• _Problem to work on_
Write out the data again in full, keeping every character the same.

• _Information supplied_
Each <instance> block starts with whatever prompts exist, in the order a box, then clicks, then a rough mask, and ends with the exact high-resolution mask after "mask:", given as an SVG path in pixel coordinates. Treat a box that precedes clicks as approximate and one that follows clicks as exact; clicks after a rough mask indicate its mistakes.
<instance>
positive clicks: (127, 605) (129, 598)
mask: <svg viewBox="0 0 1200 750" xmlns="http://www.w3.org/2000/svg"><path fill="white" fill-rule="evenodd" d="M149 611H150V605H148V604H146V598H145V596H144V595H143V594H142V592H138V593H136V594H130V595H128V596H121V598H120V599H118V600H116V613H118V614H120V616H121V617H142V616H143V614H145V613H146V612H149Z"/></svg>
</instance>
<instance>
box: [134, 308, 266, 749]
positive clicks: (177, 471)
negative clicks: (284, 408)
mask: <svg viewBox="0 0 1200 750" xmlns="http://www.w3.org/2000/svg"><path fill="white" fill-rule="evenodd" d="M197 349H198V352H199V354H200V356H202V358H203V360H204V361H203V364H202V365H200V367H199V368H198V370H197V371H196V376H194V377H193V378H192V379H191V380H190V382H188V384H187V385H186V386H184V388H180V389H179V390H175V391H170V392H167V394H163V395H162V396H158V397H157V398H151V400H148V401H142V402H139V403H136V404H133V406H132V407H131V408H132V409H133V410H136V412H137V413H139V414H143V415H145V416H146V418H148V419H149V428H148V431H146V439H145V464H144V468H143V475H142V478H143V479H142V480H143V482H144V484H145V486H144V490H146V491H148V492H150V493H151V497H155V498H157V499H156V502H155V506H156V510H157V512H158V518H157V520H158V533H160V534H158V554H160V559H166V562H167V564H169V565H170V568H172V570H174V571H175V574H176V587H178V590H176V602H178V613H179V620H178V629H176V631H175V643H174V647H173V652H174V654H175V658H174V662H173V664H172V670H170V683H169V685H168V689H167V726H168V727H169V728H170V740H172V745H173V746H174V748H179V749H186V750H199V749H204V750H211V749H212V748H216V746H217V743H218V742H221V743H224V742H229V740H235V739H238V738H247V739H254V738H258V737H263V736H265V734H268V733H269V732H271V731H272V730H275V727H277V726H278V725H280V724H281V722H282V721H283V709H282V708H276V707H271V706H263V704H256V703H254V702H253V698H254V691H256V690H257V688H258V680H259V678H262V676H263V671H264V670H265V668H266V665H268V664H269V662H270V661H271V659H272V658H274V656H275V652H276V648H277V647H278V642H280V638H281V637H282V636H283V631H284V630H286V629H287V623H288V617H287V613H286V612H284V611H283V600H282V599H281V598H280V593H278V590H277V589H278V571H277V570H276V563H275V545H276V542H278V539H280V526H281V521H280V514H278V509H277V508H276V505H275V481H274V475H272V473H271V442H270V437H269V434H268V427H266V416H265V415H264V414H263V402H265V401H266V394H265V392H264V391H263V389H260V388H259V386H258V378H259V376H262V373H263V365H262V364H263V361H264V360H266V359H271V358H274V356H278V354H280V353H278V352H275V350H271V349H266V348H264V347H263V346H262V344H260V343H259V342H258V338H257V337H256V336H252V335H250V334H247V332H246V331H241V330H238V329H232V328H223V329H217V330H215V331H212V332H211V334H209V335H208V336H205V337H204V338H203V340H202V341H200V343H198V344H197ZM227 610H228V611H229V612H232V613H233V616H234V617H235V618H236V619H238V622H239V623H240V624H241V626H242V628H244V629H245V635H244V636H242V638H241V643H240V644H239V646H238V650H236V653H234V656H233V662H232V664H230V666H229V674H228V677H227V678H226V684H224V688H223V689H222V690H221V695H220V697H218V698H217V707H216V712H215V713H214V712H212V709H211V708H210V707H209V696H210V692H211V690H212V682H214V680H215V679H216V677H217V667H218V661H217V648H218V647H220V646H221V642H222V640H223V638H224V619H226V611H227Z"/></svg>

• _Response to this task_
Each <instance> block starts with whatever prompts exist, in the order a box, then clicks, then a rough mask, and ends with the exact high-resolution mask after "mask:", given as an SVG path in pixel coordinates. Treat a box that precedes clicks as approximate and one that follows clicks as exact; clicks after a rough mask indicate its mistakes.
<instance>
positive clicks: (127, 605) (129, 598)
mask: <svg viewBox="0 0 1200 750" xmlns="http://www.w3.org/2000/svg"><path fill="white" fill-rule="evenodd" d="M149 611H150V605H148V604H146V598H145V596H144V595H143V594H142V592H138V593H136V594H130V595H128V596H121V598H120V599H118V600H116V613H118V614H120V616H121V617H142V616H143V614H145V613H146V612H149Z"/></svg>
</instance>
<instance>
box: [134, 308, 266, 749]
positive clicks: (177, 471)
negative clicks: (284, 408)
mask: <svg viewBox="0 0 1200 750" xmlns="http://www.w3.org/2000/svg"><path fill="white" fill-rule="evenodd" d="M197 349H198V352H199V354H200V356H202V358H203V360H204V361H203V364H202V365H200V367H199V368H198V370H197V371H196V376H194V377H193V378H192V379H191V380H190V382H188V384H187V385H186V386H184V388H180V389H179V390H175V391H170V392H167V394H163V395H162V396H158V397H157V398H151V400H148V401H142V402H139V403H136V404H133V406H132V407H131V408H132V409H133V410H136V412H137V413H139V414H143V415H145V416H146V418H148V419H149V428H148V431H146V439H145V464H144V468H143V475H142V478H143V479H142V480H143V482H144V484H145V486H144V490H146V491H148V492H150V493H151V497H155V498H157V499H156V502H155V506H156V510H157V512H158V518H157V520H158V533H160V534H158V554H160V559H166V562H167V564H169V565H170V568H172V570H174V571H175V574H176V587H178V590H176V602H178V613H179V620H178V629H176V631H175V643H174V647H173V652H174V654H175V658H174V662H173V664H172V670H170V683H169V685H168V689H167V726H168V727H169V728H170V740H172V745H173V746H174V748H179V749H186V750H199V749H204V750H211V749H212V748H216V746H217V743H218V742H221V743H224V742H229V740H235V739H238V738H247V739H254V738H258V737H263V736H265V734H268V733H269V732H271V731H272V730H275V727H277V726H278V725H280V724H281V722H282V721H283V709H282V708H276V707H271V706H263V704H256V703H254V702H253V698H254V691H256V690H257V688H258V680H259V678H262V676H263V671H264V670H265V668H266V665H268V664H269V662H270V661H271V659H272V658H274V656H275V652H276V648H277V647H278V642H280V638H281V637H282V636H283V631H284V630H286V629H287V623H288V617H287V613H286V612H284V611H283V600H282V599H281V598H280V593H278V590H277V589H278V571H277V570H276V563H275V545H276V542H278V539H280V526H281V521H280V514H278V509H277V508H276V505H275V481H274V475H272V473H271V442H270V437H269V434H268V427H266V416H265V415H264V414H263V402H265V401H266V394H265V392H264V391H263V389H260V388H259V386H258V378H259V376H262V373H263V365H262V364H263V361H264V360H266V359H271V358H274V356H278V354H280V353H278V352H275V350H271V349H266V348H264V347H263V346H262V344H260V343H259V342H258V338H257V337H256V336H252V335H250V334H247V332H246V331H241V330H238V329H232V328H223V329H217V330H215V331H212V332H211V334H209V335H208V336H205V337H204V338H203V340H202V341H200V343H198V344H197ZM227 610H228V611H229V612H232V613H233V616H234V617H235V618H236V619H238V622H239V623H240V624H241V626H242V628H244V629H245V635H244V636H242V638H241V643H240V644H239V646H238V650H236V653H234V656H233V662H232V664H230V666H229V674H228V677H227V678H226V684H224V688H223V689H222V690H221V695H220V697H218V698H217V707H216V712H215V713H214V712H212V709H211V708H210V707H209V696H210V692H211V690H212V682H214V680H215V679H216V677H217V667H218V661H217V648H218V647H220V646H221V642H222V640H223V638H224V619H226V611H227Z"/></svg>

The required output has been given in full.